• WHAT NEEDS TO BE DONE: Substitute "moment" for "timing" in the forum thread on the deleted bucket, reproducing the thread between "I provided logs" and "SDK's client judgment.", inclusive.

• TEXT BLOCK:
Code Monkey home page Code Monkey logo

Comments (5)

jmklix avatar jmklix commented on August 16, 2024

This looks like it might be a problem with CurveFS and trying to make sdk calls after the bucket gets deleted. Please open an issue with that product if you would like help with that. If you can reproduce this error and provide sdk logs then we could try to debug it, but currently there isn't enough information to do that. Please let me know if you have any aws-sdk-cpp specific questions that I can help you with.

from aws-sdk-cpp.

sglnd avatar sglnd commented on August 16, 2024

This looks like it might be a problem with CurveFS and trying to make sdk calls after the bucket gets deleted. Please open an issue with that product if you would like help with that. If you can reproduce this error and provide sdk logs then we could try to debug it, but currently there isn't enough information to do that. Please let me know if you have any aws-sdk-cpp specific questions that I can help you with.

aws_del_bef.zip
aws_del_after.zip

I provided logs both before and after the bucket was deleted. Let me describe the background again: during the process, the bucket was Forbidden, and there was no change in the access to CurveFs from the upper layer. However, it was only when the bucket was finally deleted that a large number of CurlHttp accesses occurred. This timing coincided, leading us to believe that it was the different information returned after the bucket was deleted that caused some issues with the SDK's client judgment.

from aws-sdk-cpp.

jmklix avatar jmklix commented on August 16, 2024

Can you please also provide a code sample that reproduces this error with only using the aws-sdk-cpp and s3? We don't guarantee that this sdk will work with curveFS

from aws-sdk-cpp.

sglnd avatar sglnd commented on August 16, 2024

Can you please also provide a code sample that reproduces this error with only using the aws-sdk-cpp and s3? We don't guarantee that this sdk will work with curveFS

We've also conducted ongoing analysis. Prior to the bucket deletion, all accesses resulted in HTTP 403 errors. However, after the deletion, there was a significant increase in HTTP 500 errors, accompanied by a large number of Curl HTTP requests. We've also reviewed the code for CurveFS and aws-sdk-cpp.

• RECORDED INFORMATION:
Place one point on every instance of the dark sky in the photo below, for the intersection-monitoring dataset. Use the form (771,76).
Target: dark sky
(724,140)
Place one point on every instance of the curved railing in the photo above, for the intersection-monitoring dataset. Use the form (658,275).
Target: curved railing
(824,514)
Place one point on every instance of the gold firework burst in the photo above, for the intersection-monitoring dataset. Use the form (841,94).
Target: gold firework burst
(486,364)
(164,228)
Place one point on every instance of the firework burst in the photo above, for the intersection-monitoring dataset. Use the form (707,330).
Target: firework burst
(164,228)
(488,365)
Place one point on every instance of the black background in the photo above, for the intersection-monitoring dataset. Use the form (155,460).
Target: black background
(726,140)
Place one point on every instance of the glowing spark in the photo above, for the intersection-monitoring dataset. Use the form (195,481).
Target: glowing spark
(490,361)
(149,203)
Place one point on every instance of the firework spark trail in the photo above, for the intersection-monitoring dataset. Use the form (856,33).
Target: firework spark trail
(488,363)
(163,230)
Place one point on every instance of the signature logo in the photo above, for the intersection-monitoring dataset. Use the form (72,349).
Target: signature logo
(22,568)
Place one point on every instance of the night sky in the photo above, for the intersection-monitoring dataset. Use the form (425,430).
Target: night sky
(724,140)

• ANSWER TO THIS PROBLEM:
I provided logs both before and after the bucket was deleted. Let me describe the background again: during the process, the bucket was Forbidden, and there was no change in the access to CurveFs from the upper layer. However, it was only when the bucket was finally deleted that a large number of CurlHttp accesses occurred. This moment coincided, leading us to believe that it was the different information returned after the bucket was deleted that caused some issues with the SDK's client judgment.